## Problem requirements
Pull out every line of the entries below that contains the string "window", and copy each one unchanged.

## Provided data
■ ■ ■ ■ ■ ■ ■

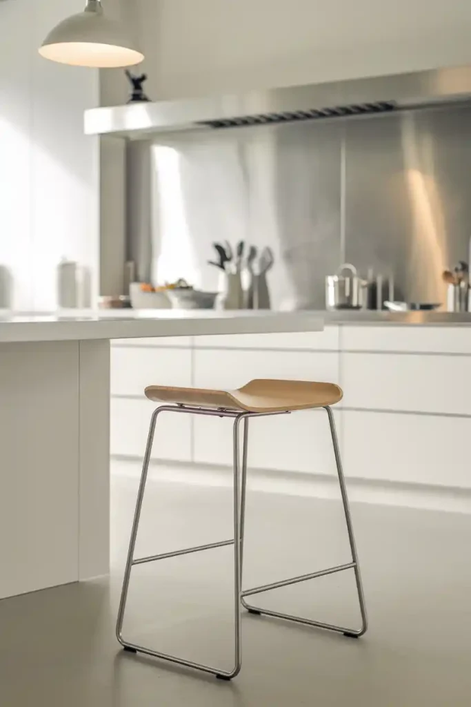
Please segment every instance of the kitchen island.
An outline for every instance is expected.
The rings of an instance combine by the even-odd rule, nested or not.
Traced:
[[[174,385],[237,387],[261,375],[327,380],[345,393],[334,414],[352,501],[471,513],[460,451],[471,437],[471,315],[317,313],[325,322],[317,334],[114,341],[114,470],[139,472],[152,410],[141,391],[156,365]],[[159,478],[227,483],[230,425],[174,417],[161,423]],[[338,498],[324,415],[260,419],[250,434],[252,488]]]
[[[323,328],[307,313],[0,316],[0,598],[108,572],[110,339]],[[147,383],[166,382],[156,363]]]

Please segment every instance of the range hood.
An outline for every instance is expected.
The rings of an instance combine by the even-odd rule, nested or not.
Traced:
[[[459,66],[241,95],[95,108],[85,111],[85,132],[146,139],[175,130],[332,119],[470,98],[471,66]]]

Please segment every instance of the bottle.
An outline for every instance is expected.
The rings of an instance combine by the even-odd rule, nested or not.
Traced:
[[[81,305],[81,273],[78,263],[63,257],[57,266],[57,304],[64,309]]]

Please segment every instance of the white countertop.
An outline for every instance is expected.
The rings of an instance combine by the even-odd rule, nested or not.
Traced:
[[[321,332],[323,325],[318,313],[261,310],[109,310],[28,316],[4,312],[0,343]]]

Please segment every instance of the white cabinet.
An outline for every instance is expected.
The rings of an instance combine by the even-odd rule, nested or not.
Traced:
[[[338,351],[339,327],[326,326],[323,332],[291,334],[237,334],[195,337],[196,349],[273,349]]]
[[[188,349],[191,346],[191,337],[147,337],[143,339],[115,339],[112,349],[119,346],[151,346],[165,349]]]
[[[339,435],[340,414],[335,412]],[[193,423],[194,460],[231,464],[233,421],[196,416]],[[241,436],[242,431],[241,427]],[[308,474],[335,472],[328,420],[323,410],[251,419],[249,450],[249,468]]]
[[[344,326],[341,329],[340,343],[345,351],[409,351],[471,356],[471,327]]]
[[[471,415],[471,356],[341,356],[347,407]]]
[[[144,388],[155,385],[191,385],[191,350],[127,346],[112,349],[112,395],[143,397]]]
[[[292,378],[338,382],[339,354],[326,351],[197,349],[197,387],[238,387],[253,378]]]
[[[144,456],[150,416],[155,404],[143,400],[112,398],[111,453],[114,456]],[[157,419],[153,458],[191,461],[189,415],[162,412]]]
[[[470,488],[471,419],[344,410],[345,473],[357,479]]]

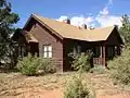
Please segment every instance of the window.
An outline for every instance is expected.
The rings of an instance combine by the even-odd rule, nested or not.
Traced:
[[[114,47],[107,47],[107,57],[114,57]]]
[[[52,46],[43,46],[43,58],[52,58]]]
[[[73,48],[74,56],[81,52],[81,47],[79,45],[74,46]]]
[[[95,57],[100,57],[101,56],[101,47],[95,47]]]
[[[20,46],[18,47],[18,56],[23,57],[25,54],[25,47],[24,46]]]

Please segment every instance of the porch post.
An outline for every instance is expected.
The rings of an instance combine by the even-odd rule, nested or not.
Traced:
[[[105,66],[106,63],[106,56],[105,56],[105,46],[103,46],[103,65]]]
[[[103,49],[102,49],[102,46],[100,47],[100,51],[101,51],[100,58],[103,58]]]

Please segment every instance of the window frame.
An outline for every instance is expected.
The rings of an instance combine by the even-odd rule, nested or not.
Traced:
[[[49,47],[51,47],[51,50],[49,49]],[[47,50],[44,50],[44,48],[47,48]],[[44,53],[47,53],[46,57],[44,57]],[[42,57],[43,58],[53,58],[53,48],[52,48],[52,45],[42,45]]]

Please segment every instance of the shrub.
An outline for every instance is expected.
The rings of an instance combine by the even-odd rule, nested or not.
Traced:
[[[42,58],[41,58],[41,64],[39,65],[39,70],[41,70],[43,74],[56,72],[56,68],[52,64],[51,60],[42,59]]]
[[[95,98],[95,96],[80,77],[73,77],[64,91],[64,98]]]
[[[125,85],[130,85],[130,49],[127,48],[120,57],[109,61],[110,77]]]
[[[78,58],[74,60],[73,68],[79,72],[88,72],[91,69],[90,57],[86,53],[79,54]]]
[[[31,56],[30,53],[28,53],[27,57],[18,60],[16,66],[22,74],[28,76],[46,74],[55,71],[49,59],[38,58],[36,54]]]
[[[104,74],[106,73],[106,69],[103,65],[95,65],[93,69],[90,70],[90,72],[96,74]]]

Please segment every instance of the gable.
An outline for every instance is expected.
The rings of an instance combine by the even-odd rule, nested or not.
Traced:
[[[32,20],[32,21],[31,21]],[[48,17],[42,17],[36,14],[30,15],[24,29],[30,29],[35,22],[50,30],[51,35],[54,35],[61,39],[69,38],[83,41],[105,41],[114,30],[115,26],[95,28],[95,29],[79,29],[76,26],[57,22]]]
[[[106,45],[123,45],[122,39],[116,27],[113,29],[112,34],[108,36],[106,42],[107,42]]]

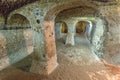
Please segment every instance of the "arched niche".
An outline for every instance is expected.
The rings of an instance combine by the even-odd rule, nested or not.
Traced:
[[[29,20],[21,14],[13,14],[7,22],[8,27],[30,27]]]
[[[88,40],[91,39],[91,33],[92,33],[92,21],[89,20],[78,20],[75,24],[75,36],[84,36]]]
[[[87,21],[90,24],[89,35],[87,36],[92,44],[92,51],[99,57],[103,54],[106,34],[105,21],[99,17],[78,17],[75,22]],[[75,23],[76,24],[76,23]],[[88,33],[87,33],[88,34]]]
[[[68,26],[67,26],[66,22],[63,22],[63,21],[56,22],[54,30],[55,30],[55,38],[60,39],[67,35]]]
[[[84,33],[88,23],[86,21],[79,21],[76,23],[76,35]]]

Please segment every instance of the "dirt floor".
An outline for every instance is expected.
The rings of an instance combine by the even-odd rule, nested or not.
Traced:
[[[59,66],[49,76],[10,66],[0,72],[0,80],[120,80],[120,67],[100,61],[86,38],[76,38],[75,46],[64,45],[64,39],[56,44]]]

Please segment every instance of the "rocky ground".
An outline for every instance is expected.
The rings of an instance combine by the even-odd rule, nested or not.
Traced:
[[[49,76],[28,72],[29,56],[2,70],[0,80],[120,80],[120,67],[99,60],[86,38],[76,38],[75,46],[64,45],[64,40],[56,43],[59,66]]]

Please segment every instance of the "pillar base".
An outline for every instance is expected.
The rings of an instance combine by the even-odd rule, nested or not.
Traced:
[[[75,45],[74,33],[68,33],[65,44]]]
[[[47,59],[47,61],[33,60],[30,72],[40,75],[49,75],[57,68],[57,66],[57,56],[55,55]]]

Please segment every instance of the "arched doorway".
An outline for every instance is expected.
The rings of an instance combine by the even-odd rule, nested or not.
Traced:
[[[85,33],[86,31],[87,22],[79,21],[76,23],[76,36]]]

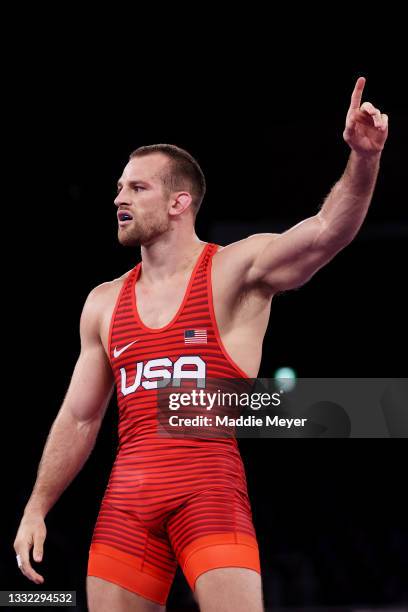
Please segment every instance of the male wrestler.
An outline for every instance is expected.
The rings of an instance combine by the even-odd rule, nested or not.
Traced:
[[[358,232],[372,198],[388,117],[351,96],[343,176],[317,214],[225,248],[197,237],[205,193],[197,162],[172,145],[137,149],[118,182],[118,239],[142,262],[94,288],[81,353],[52,426],[15,542],[27,578],[44,518],[89,456],[113,387],[119,448],[89,551],[91,611],[164,610],[177,563],[204,612],[261,611],[259,553],[245,472],[231,440],[156,433],[155,389],[173,378],[255,378],[271,300],[304,284]]]

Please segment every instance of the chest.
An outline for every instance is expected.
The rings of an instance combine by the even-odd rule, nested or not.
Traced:
[[[189,289],[188,278],[145,287],[137,283],[134,287],[135,308],[143,325],[160,329],[170,325],[183,310]]]

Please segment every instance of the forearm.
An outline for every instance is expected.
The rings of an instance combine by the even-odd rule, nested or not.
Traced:
[[[46,516],[75,478],[95,444],[101,420],[78,421],[61,410],[49,433],[25,512]]]
[[[327,196],[318,216],[323,221],[322,240],[346,245],[353,240],[367,214],[380,167],[380,154],[351,152],[341,179]]]

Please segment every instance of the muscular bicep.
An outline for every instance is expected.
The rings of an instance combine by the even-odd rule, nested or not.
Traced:
[[[259,244],[248,270],[248,283],[262,283],[273,292],[304,284],[340,250],[335,240],[328,238],[319,215],[301,221],[283,234],[274,234],[269,241]]]
[[[61,410],[78,421],[102,420],[114,388],[112,369],[100,333],[98,287],[89,294],[81,314],[81,352]]]

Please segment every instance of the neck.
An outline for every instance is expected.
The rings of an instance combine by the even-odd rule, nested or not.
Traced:
[[[194,229],[183,236],[169,231],[149,245],[142,245],[143,280],[157,283],[189,270],[204,245]]]

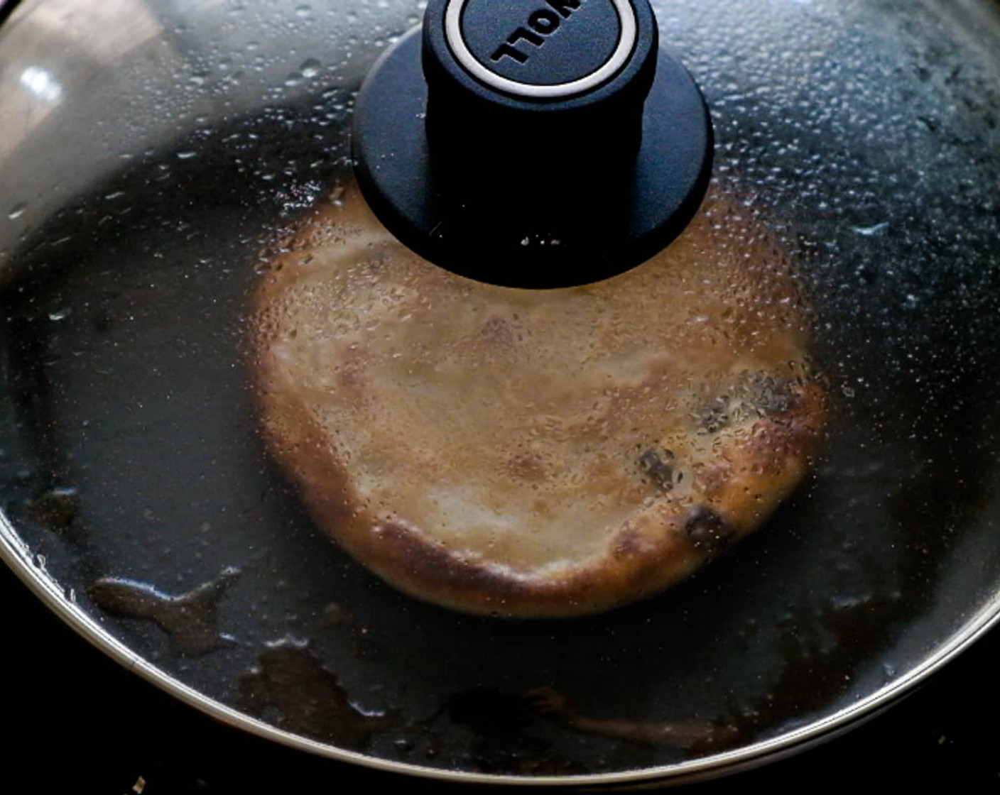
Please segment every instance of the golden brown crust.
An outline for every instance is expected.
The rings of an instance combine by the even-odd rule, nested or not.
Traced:
[[[264,434],[317,524],[466,612],[660,591],[759,526],[819,438],[788,263],[719,200],[639,268],[536,292],[429,265],[350,189],[255,301]]]

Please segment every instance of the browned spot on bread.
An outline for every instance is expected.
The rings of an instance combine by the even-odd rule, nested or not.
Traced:
[[[691,511],[684,522],[684,532],[695,549],[710,553],[724,549],[736,537],[736,529],[704,505],[698,505]]]

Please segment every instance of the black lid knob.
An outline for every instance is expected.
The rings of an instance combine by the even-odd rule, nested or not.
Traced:
[[[471,278],[627,270],[687,224],[711,162],[701,94],[657,44],[646,0],[431,0],[423,35],[358,96],[362,191],[400,240]]]

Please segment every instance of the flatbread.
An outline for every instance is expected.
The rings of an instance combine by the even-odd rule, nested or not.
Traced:
[[[794,274],[733,202],[627,273],[533,291],[428,263],[350,187],[261,271],[270,452],[320,528],[440,605],[654,594],[757,528],[820,437]]]

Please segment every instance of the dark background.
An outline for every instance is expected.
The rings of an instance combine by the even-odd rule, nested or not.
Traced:
[[[4,566],[0,596],[6,608],[3,756],[8,782],[22,782],[11,791],[124,795],[140,777],[143,795],[338,792],[378,784],[397,793],[500,791],[354,768],[223,726],[105,658]],[[735,778],[682,790],[711,795],[816,782],[995,791],[998,664],[1000,632],[993,632],[915,694],[847,735]]]

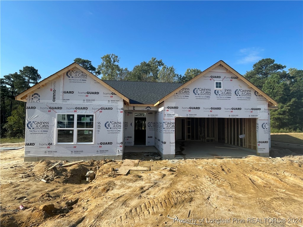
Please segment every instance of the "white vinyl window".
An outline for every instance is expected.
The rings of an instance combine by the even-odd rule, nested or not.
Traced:
[[[57,143],[92,143],[94,115],[82,113],[57,115]]]
[[[215,81],[215,89],[217,90],[221,90],[222,89],[222,81]]]

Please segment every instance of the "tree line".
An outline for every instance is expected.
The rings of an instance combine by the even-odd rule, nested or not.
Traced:
[[[177,73],[173,66],[152,58],[135,66],[132,70],[119,66],[115,54],[106,54],[95,67],[91,61],[77,58],[74,61],[102,80],[184,83],[200,73],[196,68],[187,69],[184,75]],[[301,132],[303,130],[303,70],[262,59],[244,76],[278,103],[278,110],[271,110],[272,131]],[[25,135],[26,103],[15,100],[15,97],[41,79],[32,66],[24,67],[19,72],[0,79],[1,136],[23,137]]]
[[[74,61],[96,76],[101,76],[102,80],[111,81],[184,83],[202,71],[197,68],[188,68],[184,75],[179,74],[173,66],[168,66],[162,60],[155,58],[147,62],[142,61],[130,71],[119,66],[120,59],[113,54],[105,54],[101,58],[102,62],[96,68],[89,60],[77,58]]]

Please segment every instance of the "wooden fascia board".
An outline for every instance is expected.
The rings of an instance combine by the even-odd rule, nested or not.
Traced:
[[[131,103],[128,105],[132,107],[154,107],[154,104],[132,104]]]
[[[221,61],[219,61],[217,63],[212,65],[209,68],[207,69],[205,69],[203,72],[200,73],[199,74],[198,74],[198,75],[197,75],[197,76],[195,76],[190,81],[188,81],[185,84],[184,84],[182,85],[181,85],[181,86],[180,86],[180,87],[179,87],[177,88],[177,89],[175,89],[168,94],[166,96],[164,96],[164,97],[162,98],[161,98],[160,100],[159,100],[155,104],[155,105],[158,105],[160,103],[161,103],[162,102],[164,101],[165,99],[166,99],[168,98],[169,98],[172,95],[174,94],[175,93],[176,93],[176,91],[179,90],[180,89],[181,89],[182,88],[183,88],[183,87],[184,87],[187,86],[189,84],[190,84],[193,82],[195,81],[196,80],[198,80],[198,79],[200,78],[201,77],[203,76],[204,76],[205,74],[208,73],[210,71],[215,68],[217,66],[219,65],[220,64],[221,64]]]

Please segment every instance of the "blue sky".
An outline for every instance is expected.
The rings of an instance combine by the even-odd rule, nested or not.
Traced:
[[[264,58],[303,69],[302,1],[4,1],[1,77],[26,65],[42,79],[73,61],[114,53],[131,70],[152,57],[241,74]]]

■ ■ ■ ■ ■ ■ ■

## Task response
Please segment every instance of the window.
Please segment every instance of the window frame.
Please segment every instance of the "white vinyl window".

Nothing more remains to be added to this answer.